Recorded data
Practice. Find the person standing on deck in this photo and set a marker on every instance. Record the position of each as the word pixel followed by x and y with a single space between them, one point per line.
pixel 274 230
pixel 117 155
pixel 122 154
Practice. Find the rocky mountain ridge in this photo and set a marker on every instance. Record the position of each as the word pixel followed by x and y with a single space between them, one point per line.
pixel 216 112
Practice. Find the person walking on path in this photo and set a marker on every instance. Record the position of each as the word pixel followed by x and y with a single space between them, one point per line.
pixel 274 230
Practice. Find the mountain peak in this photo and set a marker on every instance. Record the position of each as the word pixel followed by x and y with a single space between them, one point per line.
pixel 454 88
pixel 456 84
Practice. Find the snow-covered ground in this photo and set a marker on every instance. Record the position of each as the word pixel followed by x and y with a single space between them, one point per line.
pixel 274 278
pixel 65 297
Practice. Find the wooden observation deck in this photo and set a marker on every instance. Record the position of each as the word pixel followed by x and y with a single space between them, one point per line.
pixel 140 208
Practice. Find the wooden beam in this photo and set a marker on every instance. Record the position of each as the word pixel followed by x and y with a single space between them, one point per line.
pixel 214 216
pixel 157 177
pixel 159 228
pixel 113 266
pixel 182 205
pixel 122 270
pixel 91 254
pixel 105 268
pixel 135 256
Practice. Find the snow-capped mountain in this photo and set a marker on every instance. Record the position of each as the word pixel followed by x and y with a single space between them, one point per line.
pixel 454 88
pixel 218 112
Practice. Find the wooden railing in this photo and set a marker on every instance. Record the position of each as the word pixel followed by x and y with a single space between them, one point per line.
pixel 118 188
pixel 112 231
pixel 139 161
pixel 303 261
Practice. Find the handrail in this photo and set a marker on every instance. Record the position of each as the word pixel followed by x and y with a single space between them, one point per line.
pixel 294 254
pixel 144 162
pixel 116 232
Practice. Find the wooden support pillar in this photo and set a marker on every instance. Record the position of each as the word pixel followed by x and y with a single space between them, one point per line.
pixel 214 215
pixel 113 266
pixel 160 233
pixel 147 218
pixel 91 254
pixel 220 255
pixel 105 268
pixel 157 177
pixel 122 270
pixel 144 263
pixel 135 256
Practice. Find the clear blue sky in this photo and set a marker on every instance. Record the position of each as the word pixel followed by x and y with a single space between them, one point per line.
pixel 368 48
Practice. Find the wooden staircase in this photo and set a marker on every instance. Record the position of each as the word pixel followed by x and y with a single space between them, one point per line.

What this task involves
Up to and including the final line of the data above, please copy every line exactly, starting from the one that contains "Practice. Find the wooden railing".

Task solution
Practice. Find the wooden railing in this photo and set a marker on every instance. Record the position of each as the word pixel followed by x and y with a single space between them, one point per line.
pixel 118 188
pixel 112 231
pixel 139 161
pixel 303 261
Practice. Find the handrail in this photo and set a marker on every instance. Record the position of each as the word pixel followed by x and y with a single space between them, one point per line.
pixel 294 254
pixel 144 162
pixel 116 232
Practice. Find the wooden support pillar in this photo and set a marker on every instance. Record the position of each as the word pixel followed by x and y with a single space between them, one point per line.
pixel 214 215
pixel 113 266
pixel 160 233
pixel 147 218
pixel 91 254
pixel 220 255
pixel 105 268
pixel 157 177
pixel 122 270
pixel 144 263
pixel 135 256
Practice. Find the clear blue sky in this photo and set a marker on every instance. Record the position of each as the word pixel followed by x and y with a single space between them, one point per line.
pixel 368 48
Practice. Find the wooden staircase in this photo and set a marker on every instance. Record the position of each as the word pixel followed by x and y with a single space between them, one point per line.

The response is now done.